- **Set exercise 1**
Summarize the mailing-list exchange below on Iowa municipal telecom legislation in three sentences.
- **Set exercise 2**
Pick up the mailing-list exchange below on Iowa municipal telecom legislation at the point where it stops, adding one short paragraph.

- **Source excerpt**
◇ ◇ ◇

[Cialug] Iowa Municipal Telecom Legisation

Dave J. Hala Jr. cialug@cialug.org
Tue, 22 Feb 2005 19:25:47 -0600


Ok, all good points. I won't argue them.

I just got millions from Venture capitalists. Now I'm going to lobby in
the Senate so that Non-profits that receive federal funding have to give
first choice to existing web applications that are already in use or go
through a lengthly feasibility study. Why should they reinvent the
wheel?

Maybe the Telco's should focus on telecommunications law reform rather
than trying to change the laws to stifle competition. Which I believe
was my original point. 




On Tue, 2005-02-22 at 19:13, Michael Osten wrote:
> On Feb 22, 2005, at 5:55 PM, Dave J. Hala Jr. wrote:
> 
> > On Tue, 2005-02-22 at 17:05, Michael Osten wrote:
> >> On Feb 22, 2005, at 4:43 PM, Dave J. Hala Jr. wrote:
> >>
> >>> I don't agree that a having a municipal service would limit choice.
> >>
> >> If a municipal service can operate at a loss subsidize by tax dollars
> >> (which most of them do) how could you possibly expect competition?
> >
> > Some break even. Some lose money. Some have competitors. I compete
> > against companies that work for free. I'm making a living. Cost is not
> > always the controlling factor.
> >
> 
> When the government comes in and says that you need to give half of 
> your earnings to the government but your competition doesn't you would 
> be able to make that analogy.
> 
> What you are not understanding that no matter what the competition is 
> at a disadvantage because of regulation.  This is not simple.  This is 
> not a situation where the government is breaking up a monopoly.  It is 
> simply not fair for government to force telcos to build infrastructure 
> based on a utility service regardless of profit potential, regulate and 
> tax said service and then open the market to a unfair competitor 
> offering the same product with no such encumbrances.  Remember that 
> even right now the line between internet and telephone is blurred, and 
> in a few years, it will be one in the same.

◇ ◇ ◇

- **Provided material**
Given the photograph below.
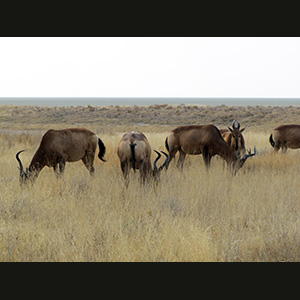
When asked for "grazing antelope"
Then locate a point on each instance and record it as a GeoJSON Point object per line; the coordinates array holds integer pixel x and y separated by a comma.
{"type": "Point", "coordinates": [60, 146]}
{"type": "Point", "coordinates": [285, 136]}
{"type": "Point", "coordinates": [134, 151]}
{"type": "Point", "coordinates": [205, 140]}
{"type": "Point", "coordinates": [234, 138]}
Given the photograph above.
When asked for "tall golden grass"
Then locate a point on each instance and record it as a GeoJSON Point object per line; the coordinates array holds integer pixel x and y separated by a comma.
{"type": "Point", "coordinates": [192, 215]}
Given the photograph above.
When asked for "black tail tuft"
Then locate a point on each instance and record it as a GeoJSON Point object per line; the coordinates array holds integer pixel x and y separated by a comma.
{"type": "Point", "coordinates": [166, 144]}
{"type": "Point", "coordinates": [101, 150]}
{"type": "Point", "coordinates": [271, 140]}
{"type": "Point", "coordinates": [133, 155]}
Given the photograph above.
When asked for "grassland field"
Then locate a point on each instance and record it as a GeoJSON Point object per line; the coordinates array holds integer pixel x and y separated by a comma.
{"type": "Point", "coordinates": [191, 215]}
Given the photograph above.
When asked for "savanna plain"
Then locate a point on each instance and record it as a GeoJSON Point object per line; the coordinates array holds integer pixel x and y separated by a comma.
{"type": "Point", "coordinates": [188, 216]}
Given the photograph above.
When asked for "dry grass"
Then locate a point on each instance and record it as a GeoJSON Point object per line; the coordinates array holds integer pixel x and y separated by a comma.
{"type": "Point", "coordinates": [190, 216]}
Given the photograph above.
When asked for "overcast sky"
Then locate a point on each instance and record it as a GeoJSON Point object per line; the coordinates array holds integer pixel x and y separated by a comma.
{"type": "Point", "coordinates": [150, 67]}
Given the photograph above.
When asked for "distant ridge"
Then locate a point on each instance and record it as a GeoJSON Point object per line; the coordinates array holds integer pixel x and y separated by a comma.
{"type": "Point", "coordinates": [105, 101]}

◇ ◇ ◇

- **Exercise response 1**
In the mailing-list exchange on Iowa municipal telecom legislation, Michael Osten argues that municipal services, which he says mostly run at a loss subsidized by tax dollars, leave no room for competition. In his view, telcos are forced to build infrastructure regardless of profit potential, are regulated and taxed, and then face a competitor offering the same product without those burdens. Dave J. Hala Jr. replies that some municipal services break even, that he makes a living competing against companies that work for free, and that the telcos should focus on telecommunications law reform rather than changing the laws to stifle competition.

- **Exercise response 2**
> 
> If there really is such a need for infrastructure, why are the 
> governments taking it over and not deregulating and opting for free 
> market competition?  Simple, because no one sees a profit potential 
> with what is involved.
> 
> > I agree that a telco and a muni ISP would operate under different sets
> > of rules. However, change is the nature of the beast. Don't take this
> > the wrong way, but have you seen a telco do anything truly innovative 
> > in
> > the last five years?  Competition is a good thing no matter where it
> > comes from.
> 
> I agree that telco's play technology safe.  But what do you expect?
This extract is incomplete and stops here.